[WHAT IS EXPECTED] Reproduce what is written in the records below exactly, and leave out the images.

[Natural-language object grounding data]

+--

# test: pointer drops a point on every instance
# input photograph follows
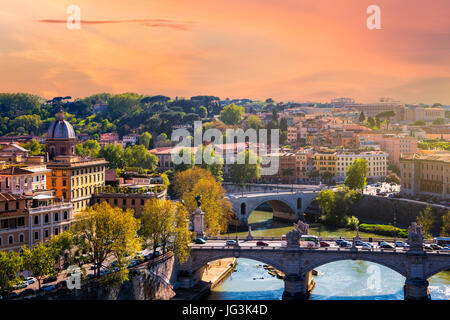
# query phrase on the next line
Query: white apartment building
(377, 162)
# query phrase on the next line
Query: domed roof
(60, 129)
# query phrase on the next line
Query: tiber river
(342, 280)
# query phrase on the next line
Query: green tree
(158, 222)
(246, 169)
(393, 178)
(107, 233)
(40, 260)
(138, 156)
(182, 234)
(336, 205)
(145, 139)
(445, 229)
(356, 174)
(114, 154)
(426, 220)
(232, 114)
(10, 265)
(90, 148)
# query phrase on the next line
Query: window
(21, 222)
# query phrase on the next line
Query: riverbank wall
(152, 280)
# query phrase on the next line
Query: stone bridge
(297, 264)
(287, 206)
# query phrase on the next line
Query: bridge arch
(436, 270)
(384, 262)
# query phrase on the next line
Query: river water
(342, 280)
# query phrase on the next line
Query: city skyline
(288, 51)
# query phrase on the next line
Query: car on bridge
(399, 243)
(385, 245)
(366, 246)
(199, 241)
(345, 244)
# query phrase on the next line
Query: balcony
(51, 207)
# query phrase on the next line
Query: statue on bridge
(197, 198)
(415, 237)
(301, 227)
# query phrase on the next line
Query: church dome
(60, 129)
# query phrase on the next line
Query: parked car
(26, 292)
(324, 244)
(132, 264)
(48, 287)
(199, 241)
(345, 244)
(366, 246)
(400, 244)
(21, 285)
(61, 284)
(13, 295)
(49, 279)
(148, 256)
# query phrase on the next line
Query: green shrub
(384, 230)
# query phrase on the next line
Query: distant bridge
(288, 206)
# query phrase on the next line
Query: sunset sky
(289, 50)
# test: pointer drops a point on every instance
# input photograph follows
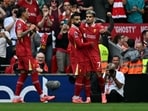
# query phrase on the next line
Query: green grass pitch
(51, 106)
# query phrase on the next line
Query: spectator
(118, 10)
(6, 6)
(116, 60)
(55, 12)
(145, 37)
(32, 7)
(114, 84)
(40, 57)
(40, 3)
(135, 11)
(4, 39)
(26, 62)
(67, 11)
(145, 15)
(62, 55)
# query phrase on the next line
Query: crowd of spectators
(52, 19)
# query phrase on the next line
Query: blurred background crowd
(50, 42)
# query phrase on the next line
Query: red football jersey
(92, 34)
(23, 46)
(78, 52)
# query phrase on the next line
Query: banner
(131, 30)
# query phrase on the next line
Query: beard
(77, 24)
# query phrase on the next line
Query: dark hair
(21, 10)
(75, 14)
(91, 12)
(131, 43)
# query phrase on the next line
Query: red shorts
(81, 68)
(27, 63)
(95, 64)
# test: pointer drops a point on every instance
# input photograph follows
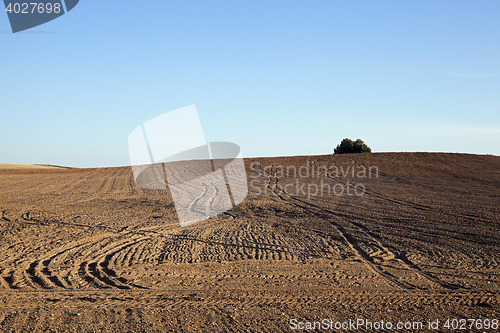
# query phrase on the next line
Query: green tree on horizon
(347, 146)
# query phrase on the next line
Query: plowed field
(413, 238)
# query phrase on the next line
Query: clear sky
(276, 77)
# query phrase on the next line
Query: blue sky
(276, 77)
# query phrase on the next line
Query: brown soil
(86, 250)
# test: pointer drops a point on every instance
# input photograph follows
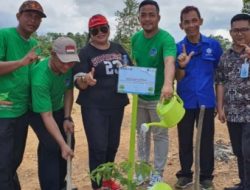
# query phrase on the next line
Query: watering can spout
(170, 112)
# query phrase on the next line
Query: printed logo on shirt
(67, 82)
(209, 52)
(153, 52)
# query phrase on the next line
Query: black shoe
(238, 186)
(183, 182)
(207, 185)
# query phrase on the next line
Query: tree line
(127, 25)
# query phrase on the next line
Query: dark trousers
(13, 134)
(102, 128)
(52, 167)
(185, 135)
(240, 139)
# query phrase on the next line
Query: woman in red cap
(102, 108)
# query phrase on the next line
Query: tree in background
(128, 23)
(246, 6)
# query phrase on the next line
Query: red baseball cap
(97, 20)
(31, 5)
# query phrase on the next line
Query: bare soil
(225, 173)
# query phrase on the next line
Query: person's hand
(67, 152)
(246, 53)
(30, 57)
(166, 91)
(68, 126)
(89, 78)
(183, 59)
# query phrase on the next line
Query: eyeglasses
(95, 31)
(239, 30)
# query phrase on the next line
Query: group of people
(39, 93)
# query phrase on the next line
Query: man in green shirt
(17, 52)
(52, 99)
(153, 47)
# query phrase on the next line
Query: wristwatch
(69, 118)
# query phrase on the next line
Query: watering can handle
(178, 98)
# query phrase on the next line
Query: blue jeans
(102, 128)
(185, 137)
(146, 114)
(240, 139)
(13, 134)
(52, 167)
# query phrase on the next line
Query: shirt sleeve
(169, 47)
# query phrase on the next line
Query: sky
(65, 16)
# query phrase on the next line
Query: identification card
(136, 80)
(244, 71)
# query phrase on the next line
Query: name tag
(244, 71)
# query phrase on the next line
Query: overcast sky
(72, 15)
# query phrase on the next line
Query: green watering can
(161, 186)
(170, 112)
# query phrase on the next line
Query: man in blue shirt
(198, 57)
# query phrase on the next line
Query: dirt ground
(225, 173)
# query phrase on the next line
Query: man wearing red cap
(17, 52)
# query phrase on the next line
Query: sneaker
(110, 184)
(183, 182)
(206, 185)
(154, 178)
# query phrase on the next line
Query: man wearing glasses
(198, 57)
(233, 108)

+--

[COMPLETED TASK]
# test: pointer drops a point on every instance
# input photograph follows
# query phrase on the next line
Query: white apartment building
(377, 162)
# query phrase on the next line
Query: domed roof
(60, 129)
# query phrase on the next line
Query: tiber river
(342, 280)
# query phrase on the next line
Query: green tree
(158, 222)
(246, 169)
(393, 178)
(107, 233)
(40, 260)
(138, 156)
(182, 234)
(336, 205)
(145, 139)
(445, 229)
(356, 174)
(114, 154)
(426, 220)
(232, 114)
(10, 265)
(90, 148)
# query phrase on the next line
Query: window
(21, 222)
# query phrase on the next line
Query: riverbank wall
(152, 280)
# query phrase on the next line
Query: stone bridge
(297, 264)
(287, 206)
# query phrase on the next line
Query: bridge arch
(436, 270)
(384, 262)
# query phrase on the next line
Query: river water
(342, 280)
# query phrase on the next line
Query: city skyline
(288, 51)
# query phrase on the next line
Query: car on bridge
(399, 243)
(385, 245)
(366, 246)
(199, 241)
(345, 244)
# query phrase on the next line
Query: balcony
(51, 207)
# query phrase on the next line
Query: statue on bridge
(197, 198)
(415, 237)
(301, 227)
# query phrase on the next line
Query: church dome
(60, 129)
# query phrase on the next line
Query: parked car
(26, 292)
(324, 244)
(132, 264)
(48, 287)
(199, 241)
(345, 244)
(366, 246)
(400, 244)
(21, 285)
(61, 284)
(13, 295)
(49, 279)
(148, 256)
# query phrase on the next line
Query: green shrub
(384, 230)
# query phrase on the next line
Query: distant bridge
(288, 206)
# query phrase on the next line
Query: sunset sky
(289, 50)
# test: pointer drops a point on every instance
# input photograph follows
# query phrase on the next line
Query: green grass pitch
(51, 106)
# query phrase on the next line
Query: spectator
(118, 10)
(6, 6)
(116, 60)
(55, 12)
(145, 37)
(32, 7)
(114, 84)
(40, 57)
(40, 3)
(135, 11)
(4, 39)
(26, 62)
(67, 11)
(145, 15)
(62, 55)
# query phrase on the next line
Query: crowd of spectators
(52, 19)
# query phrase on the next line
Query: blurred background crowd
(50, 42)
# query phrase on the next line
Query: red football jersey
(92, 34)
(23, 46)
(78, 52)
# query phrase on the next line
Query: banner
(131, 30)
# query phrase on the next line
Query: beard
(77, 24)
# query phrase on the next line
Query: dark hair
(21, 10)
(75, 14)
(91, 12)
(131, 43)
# query phrase on the next line
Query: red shorts
(81, 68)
(27, 63)
(95, 64)
# test: pointer drops a point on every instance
# input photograph follows
# query phrase on the next line
Query: green tree on horizon
(347, 146)
# query phrase on the next line
Query: plowed field
(413, 238)
# query phrase on the next line
Query: clear sky
(276, 77)
# query phrase on the next line
Query: blue sky
(276, 77)
# query phrase on the next line
Query: brown soil
(86, 250)
# test: pointer drops a point on every instance
# input photograph follows
# query phrase on the next line
Query: watering can spout
(170, 112)
# query phrase on the next line
Query: printed logo on shirt
(67, 82)
(209, 52)
(153, 52)
# query phrase on the next line
Query: black shoe
(238, 186)
(183, 182)
(207, 185)
# query phrase on the next line
Query: tree line
(127, 25)
# query phrase on the next line
Query: dark trousers
(13, 134)
(102, 128)
(52, 167)
(185, 135)
(240, 139)
# query phrase on the next line
Query: woman in red cap
(102, 108)
# query phrase on the next line
Query: tree in background
(128, 23)
(246, 6)
# query phrase on the next line
Query: red baseball cap
(97, 20)
(31, 5)
# query phrase on the next line
Query: bare soil
(225, 173)
# query phrase on the next line
Query: person's hand
(67, 152)
(246, 53)
(30, 57)
(166, 91)
(68, 126)
(89, 78)
(183, 59)
# query phrase on the next line
Query: eyeglasses
(95, 31)
(239, 30)
# query phrase on the next line
Query: group of people
(39, 93)
# query phrase on the next line
Query: man in green shirt
(17, 52)
(52, 99)
(153, 47)
# query phrase on the next line
Query: wristwatch
(69, 118)
# query phrase on the next line
Query: watering can handle
(178, 98)
# query phrase on the next line
Query: blue jeans
(102, 128)
(185, 137)
(146, 114)
(240, 139)
(13, 134)
(52, 167)
# query phrase on the next line
Query: shirt sleeve
(169, 47)
# query phrase on the next line
Query: sky
(65, 16)
# query phrase on the next line
Query: identification card
(136, 80)
(244, 71)
# query phrase on the next line
Query: name tag
(244, 71)
# query phrase on the next line
Query: overcast sky
(72, 15)
# query phrase on the next line
Query: green watering can
(161, 186)
(170, 112)
# query phrase on the next line
Query: man in blue shirt
(198, 57)
# query phrase on the next line
Query: dirt ground
(225, 173)
# query phrase on the next line
Query: man wearing red cap
(17, 52)
# query phrase on the next line
Query: sneaker
(110, 184)
(183, 182)
(206, 185)
(154, 178)
# query phrase on the next line
Query: man wearing glasses
(198, 57)
(233, 108)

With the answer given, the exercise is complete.